> [Set exercise]:
Please convert the lines between the one holding "Tag the shirt" and the one holding "[(488, 127)]", inclusive, into a JSON list of strings, one string per line, with blank lines left out.

> [Data]:
——————————

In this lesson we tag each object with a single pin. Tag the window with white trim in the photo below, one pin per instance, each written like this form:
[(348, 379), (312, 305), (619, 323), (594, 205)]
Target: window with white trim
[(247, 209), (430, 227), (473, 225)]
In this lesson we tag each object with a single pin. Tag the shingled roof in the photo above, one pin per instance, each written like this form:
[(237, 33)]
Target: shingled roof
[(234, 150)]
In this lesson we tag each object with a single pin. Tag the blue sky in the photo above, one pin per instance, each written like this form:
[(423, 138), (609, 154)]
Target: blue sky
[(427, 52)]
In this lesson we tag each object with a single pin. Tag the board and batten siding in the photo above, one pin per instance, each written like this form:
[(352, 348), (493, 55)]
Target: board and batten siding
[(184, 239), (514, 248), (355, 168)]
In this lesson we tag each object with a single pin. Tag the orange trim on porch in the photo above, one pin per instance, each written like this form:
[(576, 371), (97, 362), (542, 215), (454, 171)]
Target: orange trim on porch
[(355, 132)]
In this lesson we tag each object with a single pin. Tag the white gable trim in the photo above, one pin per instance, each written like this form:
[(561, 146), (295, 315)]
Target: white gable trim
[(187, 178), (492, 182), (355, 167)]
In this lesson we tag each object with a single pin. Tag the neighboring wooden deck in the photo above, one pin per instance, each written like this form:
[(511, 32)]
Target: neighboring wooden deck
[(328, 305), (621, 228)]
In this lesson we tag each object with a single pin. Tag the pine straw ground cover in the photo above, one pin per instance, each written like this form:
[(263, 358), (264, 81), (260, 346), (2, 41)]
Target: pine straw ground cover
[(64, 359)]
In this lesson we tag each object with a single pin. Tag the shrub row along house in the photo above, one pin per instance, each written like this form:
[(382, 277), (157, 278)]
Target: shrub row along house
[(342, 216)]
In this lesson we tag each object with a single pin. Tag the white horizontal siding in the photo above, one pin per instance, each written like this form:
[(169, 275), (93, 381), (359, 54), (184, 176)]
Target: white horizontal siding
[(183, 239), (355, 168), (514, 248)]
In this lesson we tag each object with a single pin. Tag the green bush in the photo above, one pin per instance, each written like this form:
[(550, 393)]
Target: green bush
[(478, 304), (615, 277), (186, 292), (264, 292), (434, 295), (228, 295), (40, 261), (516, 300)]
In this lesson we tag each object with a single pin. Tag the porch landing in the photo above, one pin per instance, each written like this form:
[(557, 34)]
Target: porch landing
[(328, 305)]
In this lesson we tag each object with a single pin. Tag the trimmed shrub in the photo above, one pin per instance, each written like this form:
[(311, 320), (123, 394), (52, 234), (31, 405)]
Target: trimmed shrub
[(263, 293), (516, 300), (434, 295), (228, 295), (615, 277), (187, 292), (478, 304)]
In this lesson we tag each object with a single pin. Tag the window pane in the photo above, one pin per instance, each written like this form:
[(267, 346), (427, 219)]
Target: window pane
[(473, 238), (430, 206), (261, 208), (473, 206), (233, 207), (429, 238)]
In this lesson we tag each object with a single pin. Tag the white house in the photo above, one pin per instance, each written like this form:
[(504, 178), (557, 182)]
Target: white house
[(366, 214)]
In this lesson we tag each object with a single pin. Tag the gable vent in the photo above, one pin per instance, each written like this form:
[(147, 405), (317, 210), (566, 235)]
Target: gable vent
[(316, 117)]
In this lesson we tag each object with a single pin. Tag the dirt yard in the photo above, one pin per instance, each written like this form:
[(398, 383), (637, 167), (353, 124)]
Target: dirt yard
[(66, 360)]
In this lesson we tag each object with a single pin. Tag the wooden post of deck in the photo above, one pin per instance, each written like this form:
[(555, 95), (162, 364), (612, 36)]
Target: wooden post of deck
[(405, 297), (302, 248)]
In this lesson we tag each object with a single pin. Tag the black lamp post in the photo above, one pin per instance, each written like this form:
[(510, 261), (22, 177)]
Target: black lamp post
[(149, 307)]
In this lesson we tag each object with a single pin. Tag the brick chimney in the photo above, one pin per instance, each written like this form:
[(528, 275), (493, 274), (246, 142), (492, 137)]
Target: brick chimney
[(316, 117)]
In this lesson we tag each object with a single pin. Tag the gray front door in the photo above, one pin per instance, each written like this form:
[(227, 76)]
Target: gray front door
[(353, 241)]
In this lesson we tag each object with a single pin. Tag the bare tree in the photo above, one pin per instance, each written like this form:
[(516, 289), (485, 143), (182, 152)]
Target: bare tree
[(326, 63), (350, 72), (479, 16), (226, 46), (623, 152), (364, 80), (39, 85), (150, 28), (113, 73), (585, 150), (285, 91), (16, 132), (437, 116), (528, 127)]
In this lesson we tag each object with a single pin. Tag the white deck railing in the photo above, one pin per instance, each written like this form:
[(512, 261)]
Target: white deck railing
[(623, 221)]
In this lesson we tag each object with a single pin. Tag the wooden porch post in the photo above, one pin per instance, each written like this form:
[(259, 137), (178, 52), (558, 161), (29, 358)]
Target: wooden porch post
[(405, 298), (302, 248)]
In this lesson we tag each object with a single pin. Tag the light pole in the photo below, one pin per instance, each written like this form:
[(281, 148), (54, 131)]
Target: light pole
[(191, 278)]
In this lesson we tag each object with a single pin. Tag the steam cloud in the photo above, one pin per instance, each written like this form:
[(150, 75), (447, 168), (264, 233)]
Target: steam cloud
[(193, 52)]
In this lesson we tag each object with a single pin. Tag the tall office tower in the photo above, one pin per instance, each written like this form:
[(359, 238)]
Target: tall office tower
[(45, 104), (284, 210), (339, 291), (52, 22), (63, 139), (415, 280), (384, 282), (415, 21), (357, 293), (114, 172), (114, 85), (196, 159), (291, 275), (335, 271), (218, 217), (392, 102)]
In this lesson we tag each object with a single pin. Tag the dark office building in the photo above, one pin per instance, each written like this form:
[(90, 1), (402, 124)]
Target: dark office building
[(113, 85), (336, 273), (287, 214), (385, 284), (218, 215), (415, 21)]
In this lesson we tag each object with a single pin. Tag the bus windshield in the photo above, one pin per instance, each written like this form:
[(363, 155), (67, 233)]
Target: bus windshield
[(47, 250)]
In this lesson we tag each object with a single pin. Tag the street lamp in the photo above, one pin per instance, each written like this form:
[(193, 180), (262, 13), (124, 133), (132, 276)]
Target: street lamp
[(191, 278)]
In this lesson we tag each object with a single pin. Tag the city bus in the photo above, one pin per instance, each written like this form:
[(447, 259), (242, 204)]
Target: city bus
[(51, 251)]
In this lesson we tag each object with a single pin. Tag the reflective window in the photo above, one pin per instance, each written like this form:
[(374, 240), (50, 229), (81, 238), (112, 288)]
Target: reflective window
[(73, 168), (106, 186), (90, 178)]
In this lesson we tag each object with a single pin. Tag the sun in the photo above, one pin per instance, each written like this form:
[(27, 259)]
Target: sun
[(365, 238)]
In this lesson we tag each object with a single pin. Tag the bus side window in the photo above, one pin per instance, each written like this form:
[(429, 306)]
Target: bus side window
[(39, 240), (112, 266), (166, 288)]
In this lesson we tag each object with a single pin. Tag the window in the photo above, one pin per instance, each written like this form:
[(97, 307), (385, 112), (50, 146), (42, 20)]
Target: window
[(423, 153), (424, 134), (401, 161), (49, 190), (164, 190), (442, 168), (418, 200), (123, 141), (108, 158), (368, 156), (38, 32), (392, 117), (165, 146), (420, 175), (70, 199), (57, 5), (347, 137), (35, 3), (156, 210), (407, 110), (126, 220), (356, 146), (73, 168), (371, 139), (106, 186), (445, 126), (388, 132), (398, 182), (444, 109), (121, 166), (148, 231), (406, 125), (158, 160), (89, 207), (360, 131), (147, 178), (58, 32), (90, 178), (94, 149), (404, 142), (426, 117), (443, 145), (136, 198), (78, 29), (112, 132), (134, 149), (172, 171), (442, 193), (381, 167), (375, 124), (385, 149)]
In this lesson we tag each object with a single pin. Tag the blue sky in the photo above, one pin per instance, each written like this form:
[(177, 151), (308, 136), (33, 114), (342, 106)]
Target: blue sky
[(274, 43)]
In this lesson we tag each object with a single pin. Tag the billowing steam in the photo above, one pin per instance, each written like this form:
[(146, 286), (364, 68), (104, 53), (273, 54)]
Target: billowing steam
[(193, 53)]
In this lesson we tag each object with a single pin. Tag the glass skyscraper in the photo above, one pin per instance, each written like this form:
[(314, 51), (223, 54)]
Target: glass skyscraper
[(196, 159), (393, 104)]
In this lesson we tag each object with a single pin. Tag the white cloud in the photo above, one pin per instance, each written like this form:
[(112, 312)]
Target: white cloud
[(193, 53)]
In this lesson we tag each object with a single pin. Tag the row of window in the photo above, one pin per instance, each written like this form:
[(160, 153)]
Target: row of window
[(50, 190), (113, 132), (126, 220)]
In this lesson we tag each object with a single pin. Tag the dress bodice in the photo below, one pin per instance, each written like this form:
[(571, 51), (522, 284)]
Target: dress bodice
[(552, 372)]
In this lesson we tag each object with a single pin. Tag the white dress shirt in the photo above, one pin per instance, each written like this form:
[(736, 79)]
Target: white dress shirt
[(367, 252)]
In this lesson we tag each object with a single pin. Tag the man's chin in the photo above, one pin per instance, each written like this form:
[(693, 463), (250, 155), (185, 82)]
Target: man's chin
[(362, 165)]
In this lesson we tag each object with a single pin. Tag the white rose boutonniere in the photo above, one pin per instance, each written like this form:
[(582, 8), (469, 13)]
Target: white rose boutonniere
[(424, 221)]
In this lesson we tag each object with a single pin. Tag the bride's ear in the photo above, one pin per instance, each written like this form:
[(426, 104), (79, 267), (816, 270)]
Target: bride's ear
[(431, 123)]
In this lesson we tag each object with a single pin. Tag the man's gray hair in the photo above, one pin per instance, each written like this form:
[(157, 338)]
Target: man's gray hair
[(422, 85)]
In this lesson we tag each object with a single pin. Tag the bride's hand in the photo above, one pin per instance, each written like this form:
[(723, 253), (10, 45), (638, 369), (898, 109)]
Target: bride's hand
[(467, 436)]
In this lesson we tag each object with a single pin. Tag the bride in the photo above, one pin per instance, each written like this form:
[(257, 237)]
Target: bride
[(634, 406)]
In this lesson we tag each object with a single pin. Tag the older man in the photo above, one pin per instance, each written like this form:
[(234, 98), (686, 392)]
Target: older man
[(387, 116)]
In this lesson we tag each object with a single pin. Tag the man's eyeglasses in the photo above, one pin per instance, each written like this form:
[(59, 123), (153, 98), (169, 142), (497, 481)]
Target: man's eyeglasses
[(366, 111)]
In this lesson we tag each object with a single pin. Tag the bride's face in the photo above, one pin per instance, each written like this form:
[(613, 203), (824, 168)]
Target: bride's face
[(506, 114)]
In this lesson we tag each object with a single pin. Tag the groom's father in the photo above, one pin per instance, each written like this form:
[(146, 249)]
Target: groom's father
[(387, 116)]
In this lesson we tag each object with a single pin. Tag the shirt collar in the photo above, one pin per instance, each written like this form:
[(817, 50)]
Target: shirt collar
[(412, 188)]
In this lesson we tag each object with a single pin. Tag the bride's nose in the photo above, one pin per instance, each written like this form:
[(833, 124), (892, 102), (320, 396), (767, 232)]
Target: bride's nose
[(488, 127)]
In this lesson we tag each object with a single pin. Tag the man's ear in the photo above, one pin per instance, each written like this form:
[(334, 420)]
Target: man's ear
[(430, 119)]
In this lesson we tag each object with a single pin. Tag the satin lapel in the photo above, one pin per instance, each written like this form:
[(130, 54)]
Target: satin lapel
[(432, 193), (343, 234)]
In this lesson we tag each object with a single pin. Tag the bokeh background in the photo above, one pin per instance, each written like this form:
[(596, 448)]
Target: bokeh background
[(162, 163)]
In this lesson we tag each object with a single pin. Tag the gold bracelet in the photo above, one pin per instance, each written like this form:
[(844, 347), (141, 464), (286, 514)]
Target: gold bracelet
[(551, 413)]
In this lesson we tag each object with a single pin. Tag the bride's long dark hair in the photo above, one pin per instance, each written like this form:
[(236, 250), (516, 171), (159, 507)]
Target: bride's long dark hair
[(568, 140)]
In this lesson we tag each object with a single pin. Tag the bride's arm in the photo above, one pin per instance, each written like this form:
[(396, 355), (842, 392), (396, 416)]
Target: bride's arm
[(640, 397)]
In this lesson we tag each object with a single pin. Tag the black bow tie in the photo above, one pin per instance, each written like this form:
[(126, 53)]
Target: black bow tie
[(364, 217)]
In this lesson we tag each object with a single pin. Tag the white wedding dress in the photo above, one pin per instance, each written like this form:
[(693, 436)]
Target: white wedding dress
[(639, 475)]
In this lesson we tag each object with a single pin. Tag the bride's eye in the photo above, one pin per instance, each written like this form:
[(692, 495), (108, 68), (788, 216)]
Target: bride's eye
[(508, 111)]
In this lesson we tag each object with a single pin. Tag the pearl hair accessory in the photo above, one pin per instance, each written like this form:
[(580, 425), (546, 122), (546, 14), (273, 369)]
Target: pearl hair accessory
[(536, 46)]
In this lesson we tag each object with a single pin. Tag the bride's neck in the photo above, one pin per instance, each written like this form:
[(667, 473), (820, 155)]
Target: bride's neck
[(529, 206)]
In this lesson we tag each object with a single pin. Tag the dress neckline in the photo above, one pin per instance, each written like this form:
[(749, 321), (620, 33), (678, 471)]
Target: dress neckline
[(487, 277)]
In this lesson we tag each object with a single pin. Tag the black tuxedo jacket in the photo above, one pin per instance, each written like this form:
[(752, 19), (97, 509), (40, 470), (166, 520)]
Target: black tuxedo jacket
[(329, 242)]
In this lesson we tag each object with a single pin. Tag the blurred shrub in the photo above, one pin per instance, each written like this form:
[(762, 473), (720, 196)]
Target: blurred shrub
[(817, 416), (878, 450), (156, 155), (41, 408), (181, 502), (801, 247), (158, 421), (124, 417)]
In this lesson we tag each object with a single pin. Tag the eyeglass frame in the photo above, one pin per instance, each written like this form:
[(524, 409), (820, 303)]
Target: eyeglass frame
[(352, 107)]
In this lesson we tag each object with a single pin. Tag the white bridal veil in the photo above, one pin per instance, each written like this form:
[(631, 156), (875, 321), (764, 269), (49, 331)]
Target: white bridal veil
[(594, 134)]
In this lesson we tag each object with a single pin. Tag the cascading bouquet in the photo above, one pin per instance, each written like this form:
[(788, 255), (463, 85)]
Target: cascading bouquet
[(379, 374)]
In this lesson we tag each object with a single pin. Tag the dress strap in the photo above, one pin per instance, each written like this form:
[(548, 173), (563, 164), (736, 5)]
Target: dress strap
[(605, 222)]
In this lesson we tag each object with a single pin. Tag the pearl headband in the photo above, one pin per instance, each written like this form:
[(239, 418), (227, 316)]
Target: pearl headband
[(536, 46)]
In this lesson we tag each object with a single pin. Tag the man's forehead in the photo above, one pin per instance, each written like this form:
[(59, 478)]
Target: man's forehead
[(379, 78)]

——————————

> [Solution to this task]:
[
  "In this lesson we tag each object with a single pin. Tag the shirt collar in the photo above, one pin per instance, each written like this form:",
  "[(817, 50)]",
  "Target: shirt collar",
  "[(412, 188)]",
  "In this lesson we tag each object with a single pin. Tag the bride's nose in the photo above, one pin per instance, each written like this form:",
  "[(833, 124), (892, 102), (320, 396), (767, 232)]",
  "Target: bride's nose",
  "[(488, 127)]"
]